- Aim of the exercise: Return each line of the material verbatim.

╭─ Entries

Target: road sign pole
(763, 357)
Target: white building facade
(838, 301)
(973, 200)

╰─

- Exercise answer:
Target: road sign pole
(763, 357)
Target: white building facade
(838, 301)
(973, 200)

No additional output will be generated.